┏━━
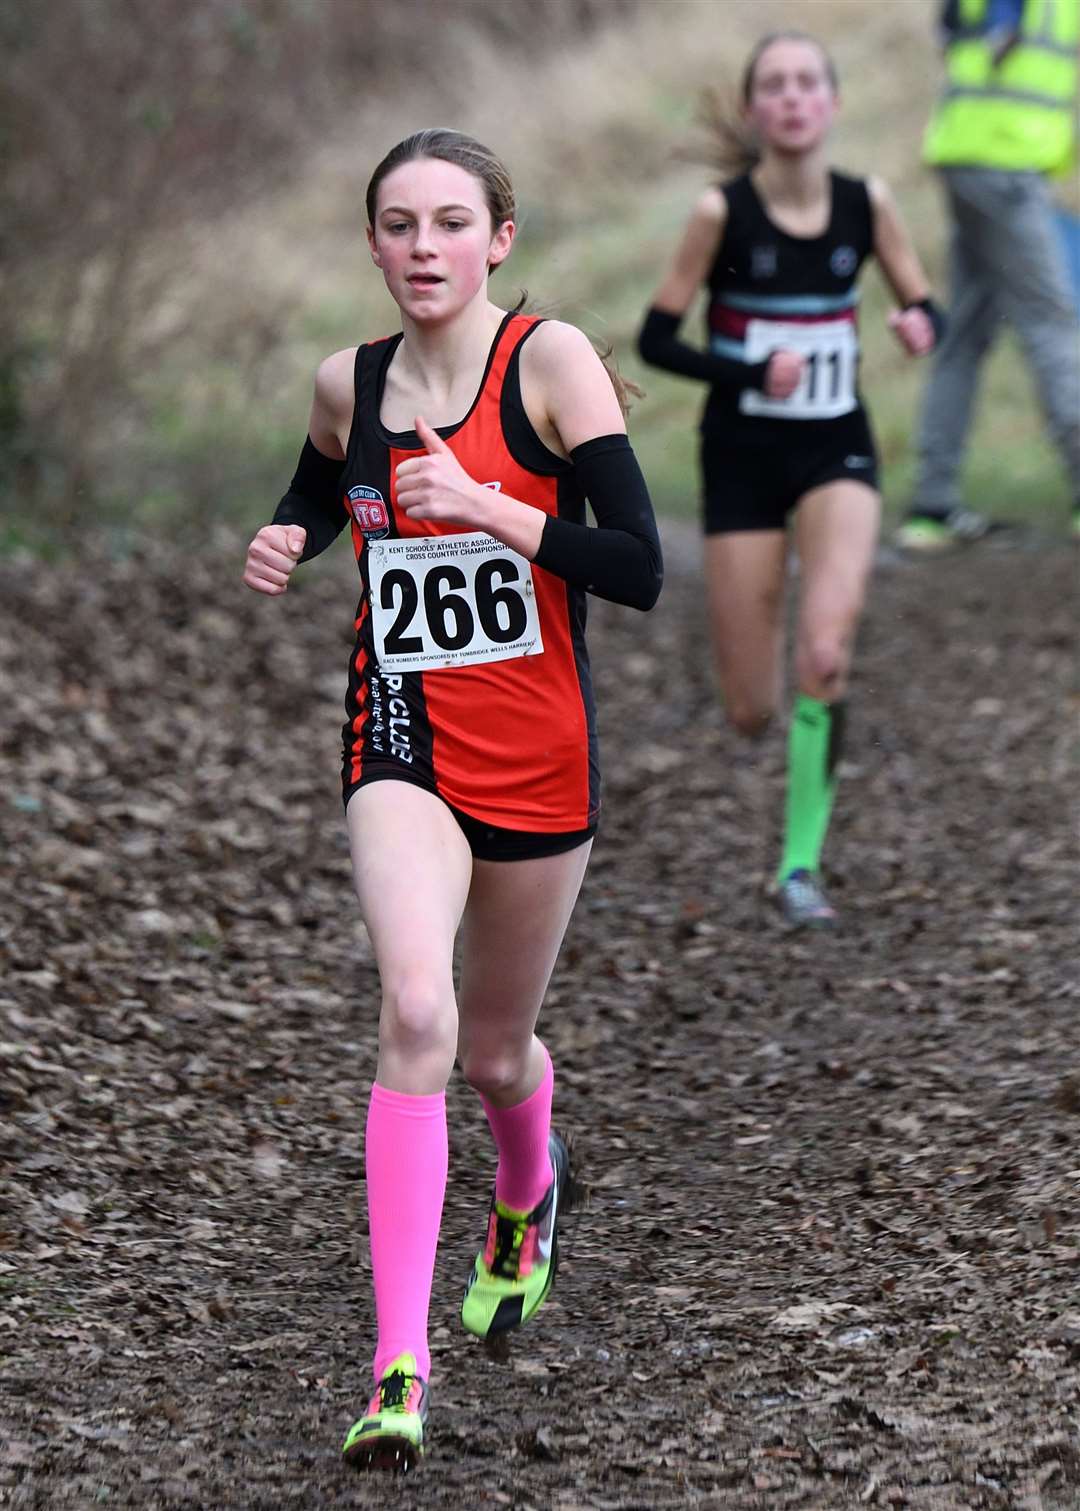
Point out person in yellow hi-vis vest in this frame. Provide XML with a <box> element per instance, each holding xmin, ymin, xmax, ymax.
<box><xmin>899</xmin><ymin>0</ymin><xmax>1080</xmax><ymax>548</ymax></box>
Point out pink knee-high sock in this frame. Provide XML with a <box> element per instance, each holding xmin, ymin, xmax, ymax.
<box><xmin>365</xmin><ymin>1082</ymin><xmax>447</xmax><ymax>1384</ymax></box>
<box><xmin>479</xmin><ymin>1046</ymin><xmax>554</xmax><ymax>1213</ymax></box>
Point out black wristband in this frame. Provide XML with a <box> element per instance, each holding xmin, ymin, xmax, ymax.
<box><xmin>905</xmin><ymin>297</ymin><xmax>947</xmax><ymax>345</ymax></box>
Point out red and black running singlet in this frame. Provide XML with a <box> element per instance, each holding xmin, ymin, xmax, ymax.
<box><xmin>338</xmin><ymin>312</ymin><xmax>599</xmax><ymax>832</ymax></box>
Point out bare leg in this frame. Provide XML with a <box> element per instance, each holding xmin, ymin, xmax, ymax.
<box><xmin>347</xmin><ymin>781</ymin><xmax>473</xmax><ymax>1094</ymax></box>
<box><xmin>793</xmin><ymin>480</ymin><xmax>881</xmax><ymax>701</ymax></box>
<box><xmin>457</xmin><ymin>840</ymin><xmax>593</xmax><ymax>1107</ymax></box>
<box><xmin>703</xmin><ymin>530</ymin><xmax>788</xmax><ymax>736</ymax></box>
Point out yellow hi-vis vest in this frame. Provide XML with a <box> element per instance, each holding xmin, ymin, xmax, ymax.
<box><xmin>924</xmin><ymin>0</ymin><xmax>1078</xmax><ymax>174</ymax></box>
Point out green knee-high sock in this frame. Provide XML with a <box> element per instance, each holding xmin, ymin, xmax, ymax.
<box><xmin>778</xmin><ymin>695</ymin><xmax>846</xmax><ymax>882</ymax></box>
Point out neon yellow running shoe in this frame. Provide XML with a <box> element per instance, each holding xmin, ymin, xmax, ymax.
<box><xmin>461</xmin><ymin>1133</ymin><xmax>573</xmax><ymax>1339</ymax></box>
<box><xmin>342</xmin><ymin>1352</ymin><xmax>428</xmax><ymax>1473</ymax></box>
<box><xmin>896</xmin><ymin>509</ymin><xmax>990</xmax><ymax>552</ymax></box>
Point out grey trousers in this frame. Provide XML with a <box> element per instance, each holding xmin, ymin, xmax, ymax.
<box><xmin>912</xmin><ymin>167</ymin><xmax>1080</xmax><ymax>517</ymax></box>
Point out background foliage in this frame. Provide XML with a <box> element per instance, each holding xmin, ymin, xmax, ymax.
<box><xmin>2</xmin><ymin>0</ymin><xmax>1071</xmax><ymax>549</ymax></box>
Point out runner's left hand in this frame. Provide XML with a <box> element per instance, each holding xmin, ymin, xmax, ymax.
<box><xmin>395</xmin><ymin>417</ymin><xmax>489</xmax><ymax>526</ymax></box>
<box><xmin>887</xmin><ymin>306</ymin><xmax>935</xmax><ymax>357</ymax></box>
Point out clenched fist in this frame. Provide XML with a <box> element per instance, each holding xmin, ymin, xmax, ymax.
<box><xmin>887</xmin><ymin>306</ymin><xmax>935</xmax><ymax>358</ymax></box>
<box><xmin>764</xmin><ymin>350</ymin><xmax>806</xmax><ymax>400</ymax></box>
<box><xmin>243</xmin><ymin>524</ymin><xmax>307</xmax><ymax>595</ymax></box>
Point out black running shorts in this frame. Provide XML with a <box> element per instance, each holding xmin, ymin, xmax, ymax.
┗━━
# EXERCISE DIRECTIONS:
Please repeat each line above exactly as it appears, but omit the pictures.

# ANSWER AREA:
Point out person in yellow hi-vis vest in this frame. Provide XML with a <box> element per instance, each holding xmin, ymin, xmax, ymax.
<box><xmin>899</xmin><ymin>0</ymin><xmax>1080</xmax><ymax>548</ymax></box>
Point out pink knee-high sock in this frame. Provide XML with a <box> element per instance, each holding xmin, ymin, xmax, ymax.
<box><xmin>365</xmin><ymin>1082</ymin><xmax>447</xmax><ymax>1384</ymax></box>
<box><xmin>479</xmin><ymin>1046</ymin><xmax>554</xmax><ymax>1213</ymax></box>
Point out black wristband in this frame. Provide XML with a <box> element per instance, each holding xmin, ymin, xmax, ymax.
<box><xmin>905</xmin><ymin>297</ymin><xmax>947</xmax><ymax>345</ymax></box>
Point out red and black running singlet in this frame. Provide XML with a <box> element per instance, each holding xmin, ymin, xmax, ymax.
<box><xmin>338</xmin><ymin>312</ymin><xmax>599</xmax><ymax>832</ymax></box>
Point out bare leg in this frame. Provide XML with a <box> element per instance, each holding xmin, ymin, xmax, ymax.
<box><xmin>347</xmin><ymin>781</ymin><xmax>473</xmax><ymax>1094</ymax></box>
<box><xmin>793</xmin><ymin>480</ymin><xmax>881</xmax><ymax>701</ymax></box>
<box><xmin>457</xmin><ymin>840</ymin><xmax>593</xmax><ymax>1107</ymax></box>
<box><xmin>703</xmin><ymin>530</ymin><xmax>788</xmax><ymax>736</ymax></box>
Point out yellow hi-vis vest in this frame. Provide XML with a <box> element per instance, each holding xmin, ymin, xmax, ymax.
<box><xmin>924</xmin><ymin>0</ymin><xmax>1078</xmax><ymax>174</ymax></box>
Point out green knee-high sock in this frame. Provide XML with a <box> element per instance, each holding xmin, ymin, xmax, ymax.
<box><xmin>778</xmin><ymin>695</ymin><xmax>846</xmax><ymax>882</ymax></box>
Point out neon yellow running shoe in this frame. Provide XML with a <box> element per instance, each holding xmin, ymin, xmax, ymax.
<box><xmin>461</xmin><ymin>1133</ymin><xmax>573</xmax><ymax>1339</ymax></box>
<box><xmin>342</xmin><ymin>1352</ymin><xmax>428</xmax><ymax>1473</ymax></box>
<box><xmin>896</xmin><ymin>509</ymin><xmax>990</xmax><ymax>552</ymax></box>
Point out grey trousers in this frame. Provide XML with a <box> element per instance, each holding xmin, ymin, xmax, ymax.
<box><xmin>912</xmin><ymin>167</ymin><xmax>1080</xmax><ymax>517</ymax></box>
Point out background foliage in this frame. Provide XML with a <box> element per instance, each holding xmin, ymin, xmax, ymax.
<box><xmin>2</xmin><ymin>0</ymin><xmax>1071</xmax><ymax>549</ymax></box>
Point out runner's left hand in this frame. Provide XML with a <box> element per instance, each holding xmin, ymin, xmax, ymax.
<box><xmin>395</xmin><ymin>417</ymin><xmax>489</xmax><ymax>526</ymax></box>
<box><xmin>887</xmin><ymin>306</ymin><xmax>935</xmax><ymax>357</ymax></box>
Point out clenched fist in this frame. Provide XML with a <box> element per instance, each holding xmin, ymin, xmax, ymax.
<box><xmin>887</xmin><ymin>306</ymin><xmax>935</xmax><ymax>358</ymax></box>
<box><xmin>764</xmin><ymin>350</ymin><xmax>806</xmax><ymax>400</ymax></box>
<box><xmin>243</xmin><ymin>524</ymin><xmax>307</xmax><ymax>595</ymax></box>
Point out black running shorts in this frame. Provide XML with a <box> element per instance, each holding xmin, ymin, xmax, ymax.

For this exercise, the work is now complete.